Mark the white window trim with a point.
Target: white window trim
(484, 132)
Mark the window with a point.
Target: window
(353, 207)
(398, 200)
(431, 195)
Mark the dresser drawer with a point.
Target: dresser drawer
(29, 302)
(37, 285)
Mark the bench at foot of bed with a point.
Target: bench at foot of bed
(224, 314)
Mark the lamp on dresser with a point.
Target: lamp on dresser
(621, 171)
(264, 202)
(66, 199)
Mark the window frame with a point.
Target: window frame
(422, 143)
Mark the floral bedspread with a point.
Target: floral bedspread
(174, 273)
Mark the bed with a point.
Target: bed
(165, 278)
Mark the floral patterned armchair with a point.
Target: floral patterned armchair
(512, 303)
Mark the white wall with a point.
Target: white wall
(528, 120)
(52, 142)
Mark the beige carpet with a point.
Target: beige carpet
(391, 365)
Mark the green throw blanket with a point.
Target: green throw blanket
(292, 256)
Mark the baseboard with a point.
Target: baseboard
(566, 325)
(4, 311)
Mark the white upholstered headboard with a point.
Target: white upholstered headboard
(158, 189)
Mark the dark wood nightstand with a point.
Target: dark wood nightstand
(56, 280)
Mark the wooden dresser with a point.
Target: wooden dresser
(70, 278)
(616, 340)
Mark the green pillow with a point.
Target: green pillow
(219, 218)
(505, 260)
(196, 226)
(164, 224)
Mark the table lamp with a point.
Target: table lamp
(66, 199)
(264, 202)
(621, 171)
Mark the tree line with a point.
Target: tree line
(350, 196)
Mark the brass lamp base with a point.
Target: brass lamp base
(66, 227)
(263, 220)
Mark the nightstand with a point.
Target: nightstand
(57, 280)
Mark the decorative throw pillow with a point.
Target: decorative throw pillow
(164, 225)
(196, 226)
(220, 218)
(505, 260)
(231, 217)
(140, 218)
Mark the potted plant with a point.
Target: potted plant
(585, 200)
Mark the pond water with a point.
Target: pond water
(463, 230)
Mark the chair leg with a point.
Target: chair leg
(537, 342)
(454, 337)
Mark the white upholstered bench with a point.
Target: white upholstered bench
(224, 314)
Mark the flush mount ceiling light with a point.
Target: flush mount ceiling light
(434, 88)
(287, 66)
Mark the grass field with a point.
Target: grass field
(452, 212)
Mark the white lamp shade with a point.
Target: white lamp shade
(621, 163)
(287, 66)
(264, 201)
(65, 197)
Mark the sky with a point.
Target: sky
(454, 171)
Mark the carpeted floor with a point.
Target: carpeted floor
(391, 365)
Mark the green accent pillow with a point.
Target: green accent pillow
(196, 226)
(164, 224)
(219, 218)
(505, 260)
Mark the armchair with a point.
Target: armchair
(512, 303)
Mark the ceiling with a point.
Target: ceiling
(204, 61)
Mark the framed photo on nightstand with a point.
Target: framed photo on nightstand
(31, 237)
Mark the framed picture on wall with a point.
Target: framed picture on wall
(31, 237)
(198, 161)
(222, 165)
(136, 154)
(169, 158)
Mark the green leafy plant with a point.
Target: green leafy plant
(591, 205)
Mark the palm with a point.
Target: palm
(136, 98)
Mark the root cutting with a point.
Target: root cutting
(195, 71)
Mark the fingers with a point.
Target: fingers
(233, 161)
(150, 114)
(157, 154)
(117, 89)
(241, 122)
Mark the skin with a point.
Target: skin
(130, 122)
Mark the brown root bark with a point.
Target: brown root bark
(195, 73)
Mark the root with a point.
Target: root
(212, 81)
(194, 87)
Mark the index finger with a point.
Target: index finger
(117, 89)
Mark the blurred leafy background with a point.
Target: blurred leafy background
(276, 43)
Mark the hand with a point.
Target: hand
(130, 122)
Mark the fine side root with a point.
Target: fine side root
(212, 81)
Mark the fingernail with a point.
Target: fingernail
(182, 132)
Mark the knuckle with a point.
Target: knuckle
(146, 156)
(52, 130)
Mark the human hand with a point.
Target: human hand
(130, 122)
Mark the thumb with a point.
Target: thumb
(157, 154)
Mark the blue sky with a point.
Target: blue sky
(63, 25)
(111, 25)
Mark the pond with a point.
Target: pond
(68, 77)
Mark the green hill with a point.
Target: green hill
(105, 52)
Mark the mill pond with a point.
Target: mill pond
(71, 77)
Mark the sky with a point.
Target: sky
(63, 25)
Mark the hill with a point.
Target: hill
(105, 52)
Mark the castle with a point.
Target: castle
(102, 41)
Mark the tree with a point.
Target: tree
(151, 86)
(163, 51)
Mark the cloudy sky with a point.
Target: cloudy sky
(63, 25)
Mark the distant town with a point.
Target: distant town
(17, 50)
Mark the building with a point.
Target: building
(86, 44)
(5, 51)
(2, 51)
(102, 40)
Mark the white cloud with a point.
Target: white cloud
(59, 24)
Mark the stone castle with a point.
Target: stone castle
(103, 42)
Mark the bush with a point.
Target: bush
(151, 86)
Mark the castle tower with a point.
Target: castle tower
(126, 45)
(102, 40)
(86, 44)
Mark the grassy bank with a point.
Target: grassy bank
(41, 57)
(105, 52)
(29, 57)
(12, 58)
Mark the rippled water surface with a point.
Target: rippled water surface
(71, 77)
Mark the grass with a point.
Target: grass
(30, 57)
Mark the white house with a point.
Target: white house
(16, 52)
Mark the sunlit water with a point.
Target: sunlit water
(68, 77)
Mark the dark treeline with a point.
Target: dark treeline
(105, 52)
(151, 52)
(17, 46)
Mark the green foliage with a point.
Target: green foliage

**The task**
Each entry above has to be transcribed exactly as it appears.

**Solution for this task**
Mark the white window trim with a point.
Target: white window trim
(484, 132)
Mark the window with a point.
Target: window
(353, 207)
(398, 200)
(431, 195)
Mark the dresser drawer with a point.
Target: dresser drawer
(29, 302)
(37, 285)
Mark the bench at foot of bed with a point.
Target: bench at foot of bed
(224, 314)
Mark the lamp on dresser with a point.
Target: lamp on dresser
(621, 171)
(264, 202)
(66, 199)
Mark the window frame with a point.
Target: window frame
(422, 143)
Mark the floral bedspread with a point.
Target: floral bedspread
(174, 273)
Mark the bed with a point.
Target: bed
(165, 278)
Mark the floral patterned armchair with a point.
Target: floral patterned armchair
(512, 303)
Mark the white wall with a point.
Target: white wall
(528, 120)
(52, 142)
Mark the beige carpet with a point.
Target: beige carpet
(391, 365)
Mark the green throw blanket with a point.
Target: green throw blanket
(292, 256)
Mark the baseboard with a point.
Target: baseboard
(566, 325)
(4, 311)
Mark the white upholstered headboard with a point.
Target: white upholstered headboard
(158, 189)
Mark the dark wood nightstand with a point.
Target: dark wood nightstand
(56, 280)
Mark the wooden dresser with a point.
Target: wooden dresser
(70, 278)
(616, 340)
Mark the green pillow with a point.
Target: green pillow
(219, 218)
(505, 260)
(196, 226)
(164, 224)
Mark the table lamp with a point.
Target: table lamp
(66, 199)
(264, 202)
(621, 171)
Mark the tree line with a point.
Target: tree line
(350, 196)
Mark the brass lamp base with a point.
Target: brass lamp base
(66, 227)
(263, 220)
Mark the nightstand with a point.
Target: nightstand
(57, 280)
Mark the decorative throw pillow with a point.
Target: decorative throw pillow
(164, 225)
(196, 226)
(220, 218)
(505, 260)
(231, 217)
(140, 218)
Mark the potted plant with a point.
Target: potted plant
(585, 200)
Mark the pond water with a point.
Target: pond water
(463, 230)
Mark the chair leg with a point.
Target: chair leg
(537, 342)
(454, 337)
Mark the white upholstered bench with a point.
Target: white upholstered bench
(224, 314)
Mark the flush mount ceiling light with a point.
Target: flush mount ceiling light
(434, 88)
(287, 66)
Mark the grass field with a point.
Target: grass field
(452, 212)
Mark the white lamp shade with a point.
Target: white lamp shade
(621, 163)
(287, 66)
(264, 201)
(65, 197)
Mark the sky with a point.
Target: sky
(454, 171)
Mark the carpeted floor with a point.
Target: carpeted floor
(391, 365)
Mark the green accent pillow with a point.
Target: green accent pillow
(196, 226)
(164, 224)
(219, 218)
(505, 260)
Mark the armchair with a point.
Target: armchair
(512, 303)
Mark the ceiling with a point.
Target: ceiling
(204, 61)
Mark the framed photo on nightstand with a point.
Target: framed photo on nightstand
(31, 237)
Mark the framed picture on wall with a point.
Target: framed picture on wall
(31, 237)
(198, 161)
(222, 165)
(136, 154)
(169, 158)
Mark the green leafy plant with a point.
Target: green leafy plant
(591, 205)
Mark the palm with a point.
Target: palm
(136, 98)
Mark the root cutting with a point.
Target: root cutting
(195, 71)
Mark the fingers with a point.
Target: fingers
(233, 161)
(150, 114)
(157, 154)
(117, 89)
(241, 122)
Mark the skin with a point.
Target: skin
(130, 122)
Mark the brown root bark with a point.
Target: brown root bark
(195, 73)
Mark the root with a point.
Target: root
(212, 81)
(194, 87)
Mark the index finger with a point.
Target: index finger
(117, 89)
Mark the blurred leafy background with a point.
Target: blurred leafy background
(276, 43)
Mark the hand with a point.
Target: hand
(130, 122)
Mark the fine side root with a point.
Target: fine side root
(212, 81)
Mark the fingernail with a point.
Target: fingernail
(182, 132)
Mark the knuckle with a point.
Target: knuckle
(146, 156)
(52, 130)
Mark the human hand with a point.
Target: human hand
(130, 122)
Mark the thumb with a point.
Target: thumb
(157, 154)
Mark the blue sky with a point.
Target: blue sky
(63, 25)
(111, 25)
Mark the pond with a point.
Target: pond
(68, 77)
Mark the green hill with a point.
Target: green hill
(105, 52)
Mark the mill pond with a point.
Target: mill pond
(71, 77)
Mark the sky with a point.
Target: sky
(63, 25)
Mark the hill with a point.
Target: hill
(105, 52)
Mark the castle with a point.
Target: castle
(102, 41)
Mark the tree with a point.
Target: tree
(151, 86)
(163, 51)
Mark the cloudy sky with a point.
Target: cloudy sky
(63, 25)
Mark the distant town with a point.
Target: distant town
(17, 50)
Mark the building with a point.
Target: building
(86, 44)
(5, 51)
(2, 51)
(102, 40)
Mark the white cloud with a point.
Target: white cloud
(59, 24)
Mark the stone castle with a point.
Target: stone castle
(103, 42)
Mark the bush with a point.
Target: bush
(151, 86)
Mark the castle tower with a point.
Target: castle tower
(126, 45)
(102, 40)
(86, 44)
Mark the grassy bank with a point.
Target: grassy bank
(41, 57)
(105, 52)
(29, 57)
(12, 58)
Mark the rippled water surface with a point.
Target: rippled water surface
(71, 77)
Mark the grass with a point.
Target: grass
(30, 57)
Mark the white house with a point.
Target: white house
(16, 52)
Mark the sunlit water with a point.
Target: sunlit water
(68, 77)
Mark the dark treeline with a point.
Target: dark treeline
(105, 52)
(151, 52)
(17, 46)
Mark the green foliage with a point.
Target: green foliage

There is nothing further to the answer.